Scientific classification
- Kingdom: Animalia
- Phylum: Chordata
- Class: Aves
- Order: Passeriformes
- Family: Muscicapidae
- Genus: Oenanthe
- Species: O. heuglinii
- Binomial name: Oenanthe heuglinii (Heuglin, 1869)
- Synonyms: Oenanthe bottae heuglini

= Heuglin's wheatear =

- Authority: (Heuglin, 1869)
- Conservation status: LC
- Synonyms: Oenanthe bottae heuglini

Species of bird

Heuglin's wheatear (Oenanthe heuglinii) is a small passerine bird in the wheatear genus Oenanthe.

==Description==
It is 13-14 centimetres long. The adult has dark grey-brown upperparts, a black mask and a white stripe above the eye. The breast is orange-buff shading into the paler throat and belly. The tail is black apart from white sides to the basal half. The uppertail-coverts and undertail-coverts are white and the underwing-coverts are buff-pink.

===Voice===
The song is long, complex and includes imitations and the call is a harsh chack.

==Distribution and habitat==
Heuglin's wheatear inhabits the Sahel region from Mauritania eastwards through Mali, Niger, Chad and Sudan to Eritrea. It extends south as far as northern parts of Ghana, Togo, Benin, Nigeria, Cameroon, the Central African Republic, Uganda and north-west Kenya. It is found in open country with rocks and short grass and is often seen on burnt ground. Some birds are resident but others make migratory movements.

==Habits==
Heuglin's wheatear feeds mainly on insects. It wags its tail and spreads its tail when displaying. Rather shy and in the breeding season usually seen in pairs, small groups recorded in winter.

==Taxonomy and naming==
It was formerly classified as a subspecies of red-breasted wheatear (O. bottae) of the Ethiopian Highlands and Arabia but is now usually regarded as a separate species due to differences in size, habitat and behaviour. Its name honours the German explorer and ornithologist Theodor von Heuglin.

*Required action 1:*
Answer these from the text on Heuglin's wheatear:
(a) How long is the bird?
(b) What does it mainly feed on?
(c) Whose name does it honor?
*Required action 2:* Reproduce everything in the text on Heuglin's wheatear from "- Conservation status: LC" down to "a harsh chack.", word for word.
The records have nothing to do with the text on Heuglin's wheatear.

*Supplied entries:*
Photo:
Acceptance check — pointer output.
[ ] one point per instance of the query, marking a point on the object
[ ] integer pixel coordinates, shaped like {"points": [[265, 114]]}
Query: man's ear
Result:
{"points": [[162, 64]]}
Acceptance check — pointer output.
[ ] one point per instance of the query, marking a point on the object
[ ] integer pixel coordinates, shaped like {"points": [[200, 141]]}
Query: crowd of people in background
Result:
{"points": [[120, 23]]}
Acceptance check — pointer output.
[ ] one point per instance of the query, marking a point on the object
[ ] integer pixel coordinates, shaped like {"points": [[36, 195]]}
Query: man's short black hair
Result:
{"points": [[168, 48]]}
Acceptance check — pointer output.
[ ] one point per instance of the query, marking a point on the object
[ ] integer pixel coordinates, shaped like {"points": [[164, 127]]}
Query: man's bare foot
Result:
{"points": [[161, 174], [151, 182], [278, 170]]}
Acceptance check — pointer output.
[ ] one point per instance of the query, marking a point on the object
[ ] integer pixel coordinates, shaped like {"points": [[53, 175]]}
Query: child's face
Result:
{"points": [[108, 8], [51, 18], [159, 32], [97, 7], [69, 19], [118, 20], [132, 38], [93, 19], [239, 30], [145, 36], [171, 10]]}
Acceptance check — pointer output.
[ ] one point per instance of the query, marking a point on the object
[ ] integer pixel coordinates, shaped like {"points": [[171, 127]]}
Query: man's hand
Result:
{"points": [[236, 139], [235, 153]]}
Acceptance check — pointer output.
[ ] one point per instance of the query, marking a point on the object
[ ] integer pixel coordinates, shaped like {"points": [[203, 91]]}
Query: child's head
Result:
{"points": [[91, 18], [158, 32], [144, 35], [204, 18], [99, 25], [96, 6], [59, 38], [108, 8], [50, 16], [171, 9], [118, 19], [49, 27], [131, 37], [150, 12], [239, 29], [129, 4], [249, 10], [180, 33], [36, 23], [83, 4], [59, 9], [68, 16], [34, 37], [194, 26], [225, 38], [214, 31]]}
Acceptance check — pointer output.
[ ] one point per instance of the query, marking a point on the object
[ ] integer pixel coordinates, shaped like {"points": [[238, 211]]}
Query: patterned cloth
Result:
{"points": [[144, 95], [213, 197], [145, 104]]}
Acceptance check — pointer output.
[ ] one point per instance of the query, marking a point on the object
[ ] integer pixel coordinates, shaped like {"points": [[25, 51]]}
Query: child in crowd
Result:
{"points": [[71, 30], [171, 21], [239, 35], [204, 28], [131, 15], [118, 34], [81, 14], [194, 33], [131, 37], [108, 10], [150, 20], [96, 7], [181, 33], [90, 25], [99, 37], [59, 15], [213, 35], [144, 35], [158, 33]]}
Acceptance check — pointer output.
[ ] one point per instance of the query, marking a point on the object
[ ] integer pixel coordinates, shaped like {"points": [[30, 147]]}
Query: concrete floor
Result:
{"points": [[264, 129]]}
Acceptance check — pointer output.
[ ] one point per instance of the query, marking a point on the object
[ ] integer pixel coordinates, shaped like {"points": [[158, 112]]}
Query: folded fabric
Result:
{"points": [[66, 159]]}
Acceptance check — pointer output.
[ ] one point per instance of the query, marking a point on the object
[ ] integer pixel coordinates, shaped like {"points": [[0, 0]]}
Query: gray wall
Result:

*Solution 1:*
(a) 13-14 centimetres
(b) Insects
(c) The German explorer and ornithologist Theodor von Heuglin

*Solution 2:*
- Conservation status: LC
- Synonyms: Oenanthe bottae heuglini

Species of bird

Heuglin's wheatear (Oenanthe heuglinii) is a small passerine bird in the wheatear genus Oenanthe.

==Description==
It is 13-14 centimetres long. The adult has dark grey-brown upperparts, a black mask and a white stripe above the eye. The breast is orange-buff shading into the paler throat and belly. The tail is black apart from white sides to the basal half. The uppertail-coverts and undertail-coverts are white and the underwing-coverts are buff-pink.

===Voice===
The song is long, complex and includes imitations and the call is a harsh chack.